_Task input_
* * * * * * *
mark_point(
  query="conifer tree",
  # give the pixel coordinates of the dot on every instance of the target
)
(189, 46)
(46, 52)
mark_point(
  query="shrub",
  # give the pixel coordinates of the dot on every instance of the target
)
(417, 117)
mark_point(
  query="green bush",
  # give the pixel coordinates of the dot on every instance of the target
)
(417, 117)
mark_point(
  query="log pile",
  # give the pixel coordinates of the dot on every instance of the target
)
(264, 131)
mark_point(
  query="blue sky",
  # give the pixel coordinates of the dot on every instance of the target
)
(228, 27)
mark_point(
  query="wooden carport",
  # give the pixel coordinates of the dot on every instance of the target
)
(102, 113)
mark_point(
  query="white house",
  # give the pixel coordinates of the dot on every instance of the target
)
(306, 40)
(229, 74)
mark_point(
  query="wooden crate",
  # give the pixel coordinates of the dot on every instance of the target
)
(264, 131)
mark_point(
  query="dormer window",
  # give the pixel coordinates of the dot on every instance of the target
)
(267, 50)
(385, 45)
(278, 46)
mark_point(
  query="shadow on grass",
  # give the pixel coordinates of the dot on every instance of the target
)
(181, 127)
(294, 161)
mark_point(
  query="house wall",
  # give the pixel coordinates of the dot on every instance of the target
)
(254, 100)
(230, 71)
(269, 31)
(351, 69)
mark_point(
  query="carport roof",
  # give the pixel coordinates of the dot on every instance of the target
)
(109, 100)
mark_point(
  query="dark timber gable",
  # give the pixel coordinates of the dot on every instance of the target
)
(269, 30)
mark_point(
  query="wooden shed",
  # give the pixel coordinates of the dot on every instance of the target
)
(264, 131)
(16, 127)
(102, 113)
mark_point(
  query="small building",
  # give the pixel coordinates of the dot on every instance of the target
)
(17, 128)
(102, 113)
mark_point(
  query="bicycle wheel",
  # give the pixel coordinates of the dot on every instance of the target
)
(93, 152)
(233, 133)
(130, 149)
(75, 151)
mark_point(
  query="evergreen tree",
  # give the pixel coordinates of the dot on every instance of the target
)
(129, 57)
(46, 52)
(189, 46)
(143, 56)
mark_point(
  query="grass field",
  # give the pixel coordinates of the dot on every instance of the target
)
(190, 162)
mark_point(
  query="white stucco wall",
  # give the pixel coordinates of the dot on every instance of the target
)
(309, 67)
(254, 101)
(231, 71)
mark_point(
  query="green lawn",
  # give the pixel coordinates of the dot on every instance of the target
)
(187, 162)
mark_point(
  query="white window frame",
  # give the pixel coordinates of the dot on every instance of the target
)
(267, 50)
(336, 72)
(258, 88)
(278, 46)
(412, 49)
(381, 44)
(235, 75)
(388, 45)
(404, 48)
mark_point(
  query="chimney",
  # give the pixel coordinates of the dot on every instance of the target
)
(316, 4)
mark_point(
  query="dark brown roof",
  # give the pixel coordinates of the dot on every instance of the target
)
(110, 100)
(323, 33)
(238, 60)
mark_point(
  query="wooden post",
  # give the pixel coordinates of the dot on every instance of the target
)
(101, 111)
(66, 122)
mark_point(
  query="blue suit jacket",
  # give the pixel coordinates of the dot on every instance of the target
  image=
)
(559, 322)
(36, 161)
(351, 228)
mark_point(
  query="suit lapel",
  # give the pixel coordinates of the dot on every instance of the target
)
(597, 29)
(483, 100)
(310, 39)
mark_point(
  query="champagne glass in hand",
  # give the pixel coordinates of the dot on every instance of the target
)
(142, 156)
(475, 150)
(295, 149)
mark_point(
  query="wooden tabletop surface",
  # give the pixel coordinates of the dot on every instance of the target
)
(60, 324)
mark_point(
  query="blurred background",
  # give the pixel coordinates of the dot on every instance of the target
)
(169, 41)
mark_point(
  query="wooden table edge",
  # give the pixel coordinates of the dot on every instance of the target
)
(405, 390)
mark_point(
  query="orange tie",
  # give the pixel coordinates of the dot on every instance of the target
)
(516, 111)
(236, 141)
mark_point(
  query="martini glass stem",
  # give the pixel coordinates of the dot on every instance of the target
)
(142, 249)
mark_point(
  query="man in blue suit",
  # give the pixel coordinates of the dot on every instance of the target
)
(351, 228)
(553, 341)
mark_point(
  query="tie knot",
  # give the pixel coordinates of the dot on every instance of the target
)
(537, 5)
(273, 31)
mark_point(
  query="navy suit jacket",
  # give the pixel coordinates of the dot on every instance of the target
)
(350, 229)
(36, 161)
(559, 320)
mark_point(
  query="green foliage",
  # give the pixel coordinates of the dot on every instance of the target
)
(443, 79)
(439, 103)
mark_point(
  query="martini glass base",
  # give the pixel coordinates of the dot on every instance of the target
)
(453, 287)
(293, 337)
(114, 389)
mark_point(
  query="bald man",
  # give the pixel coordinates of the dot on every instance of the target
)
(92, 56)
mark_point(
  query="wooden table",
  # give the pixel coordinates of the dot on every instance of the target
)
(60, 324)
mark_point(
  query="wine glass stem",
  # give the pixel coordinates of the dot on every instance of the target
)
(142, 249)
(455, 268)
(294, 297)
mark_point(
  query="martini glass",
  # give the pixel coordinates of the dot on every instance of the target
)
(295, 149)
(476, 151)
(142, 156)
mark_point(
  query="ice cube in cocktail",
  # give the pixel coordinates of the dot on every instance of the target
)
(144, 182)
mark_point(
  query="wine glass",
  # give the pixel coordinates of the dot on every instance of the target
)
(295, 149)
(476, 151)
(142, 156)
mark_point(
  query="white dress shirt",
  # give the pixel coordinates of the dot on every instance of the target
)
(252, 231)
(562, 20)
* * * * * * *
_Requirement_
Without leaving anything out, transcribe the records above exactly.

_Result for this exercise_
mark_point(
  query="conifer tree",
  # give the pixel coordinates of the dot on every instance of the target
)
(189, 46)
(46, 52)
mark_point(
  query="shrub",
  # give the pixel coordinates of the dot on every instance of the target
)
(417, 117)
mark_point(
  query="green bush",
  # give the pixel coordinates of the dot on every instance of the target
)
(417, 117)
mark_point(
  query="log pile",
  # give the pixel coordinates of the dot on every instance of the target
)
(264, 131)
mark_point(
  query="blue sky",
  # give the pixel coordinates of the dot on every instance of the target
)
(228, 27)
mark_point(
  query="wooden carport",
  # give the pixel coordinates of the dot on every instance of the target
)
(102, 113)
mark_point(
  query="white house",
  # give the pixel coordinates of the dot on every instance of the target
)
(306, 40)
(229, 74)
mark_point(
  query="wooden crate",
  # give the pixel coordinates of the dot on every instance of the target
)
(264, 131)
mark_point(
  query="dormer window",
  # give the pixel coordinates of the dot on every instance of the target
)
(267, 50)
(385, 45)
(278, 46)
mark_point(
  query="shadow on grass",
  # give the pixel coordinates of the dot on every instance of the target
)
(181, 127)
(294, 161)
mark_point(
  query="house wall",
  # give the pixel coordinates of the dot on every instance of the target
)
(254, 100)
(230, 71)
(269, 31)
(351, 69)
mark_point(
  query="carport roof",
  # give the pixel coordinates of the dot on every instance of the target
)
(109, 100)
mark_point(
  query="dark timber gable",
  # give the pixel coordinates of the dot on every instance of the target
)
(269, 30)
mark_point(
  query="wooden shed",
  # give the pixel coordinates of the dot on every instance of the target
)
(264, 131)
(16, 127)
(102, 113)
mark_point(
  query="small building",
  # give the pixel coordinates of the dot on every instance of the target
)
(17, 128)
(102, 113)
mark_point(
  query="bicycle wheel",
  # give the pixel coordinates of the dot on every instance of the target
)
(93, 152)
(233, 133)
(130, 149)
(75, 151)
mark_point(
  query="evergreen tree",
  # give the pixel coordinates of the dot on every instance of the target
)
(129, 57)
(46, 52)
(189, 46)
(143, 56)
mark_point(
  query="grass field",
  # give the pixel coordinates of the dot on every instance of the target
)
(190, 162)
mark_point(
  query="white stucco wall",
  # give the pixel coordinates of the dot on every instance of the target
)
(309, 67)
(254, 101)
(231, 71)
mark_point(
  query="green lawn",
  # give the pixel coordinates of the dot on every instance of the target
)
(187, 162)
mark_point(
  query="white window frame",
  # give the pixel coordinates of the dot on every instance of the target
)
(267, 50)
(336, 72)
(258, 88)
(278, 46)
(412, 49)
(381, 44)
(235, 75)
(388, 45)
(404, 48)
mark_point(
  query="chimney",
  # give the pixel coordinates of the dot on every instance of the target
)
(316, 4)
mark_point(
  query="dark brown roof",
  # give the pixel coordinates of the dot on every instance of the target
)
(110, 100)
(323, 33)
(238, 60)
mark_point(
  query="wooden post",
  # give the pixel coordinates of the dot on every instance of the target
)
(101, 111)
(66, 122)
mark_point(
  query="blue suit jacket",
  # give the pixel coordinates of the dot on every instance of the target
  image=
)
(559, 322)
(36, 161)
(351, 228)
mark_point(
  query="suit lapel",
  # give the pixel coordinates of the dot on every instance of the target
)
(597, 29)
(483, 100)
(310, 39)
mark_point(
  query="champagne glass in hand",
  # give the pixel coordinates of the dot on every instance of the target
)
(142, 156)
(475, 150)
(295, 149)
mark_point(
  query="wooden tabletop surface",
  # give the pixel coordinates of the dot on every instance of the target
)
(60, 324)
mark_point(
  query="blurred background",
  # give the pixel coordinates of the dot on every instance of the target
)
(169, 41)
mark_point(
  query="wooden table edge",
  # give the pixel coordinates of the dot on every instance of the target
)
(405, 390)
mark_point(
  query="orange tie",
  # give the pixel coordinates of the dot on every instance of the target
)
(516, 111)
(236, 141)
mark_point(
  query="martini glass stem",
  # give the pixel coordinates of the dot on every instance of the target
)
(142, 249)
mark_point(
  query="man in blue suit",
  # give the pixel coordinates of the dot on every instance of the target
)
(351, 228)
(553, 341)
mark_point(
  query="tie knot",
  # give the pixel coordinates of the dot on every instance of the target
)
(537, 5)
(273, 31)
mark_point(
  query="navy suit jacket",
  # give the pixel coordinates of the dot on every instance of the target
)
(350, 229)
(36, 161)
(559, 320)
mark_point(
  query="green foliage",
  # give the pixel coordinates of the dot on every instance of the target
)
(443, 79)
(439, 103)
mark_point(
  query="martini glass base",
  # give the pixel coordinates of the dot on every instance of the target
)
(453, 287)
(293, 337)
(114, 389)
mark_point(
  query="bald man",
  # give the pixel coordinates of the dot on every instance of the target
)
(92, 56)
mark_point(
  query="wooden table",
  # give the pixel coordinates of the dot on every instance of the target
)
(60, 324)
mark_point(
  query="wine glass stem",
  # give the pixel coordinates of the dot on every instance of the target
)
(142, 249)
(455, 268)
(294, 297)
mark_point(
  query="martini glass",
  # give the pixel coordinates of the dot on every instance of the target
)
(295, 149)
(476, 151)
(142, 156)
mark_point(
  query="ice cube in cocktail",
  # give the pixel coordinates of the dot on every instance of the target
)
(144, 182)
mark_point(
  query="wine glass",
  # give the pixel coordinates of the dot on every instance of the target
)
(295, 149)
(476, 151)
(142, 156)
mark_point(
  query="white dress shirt",
  # give the pixel coordinates of the dot on every instance of the target
)
(252, 231)
(562, 20)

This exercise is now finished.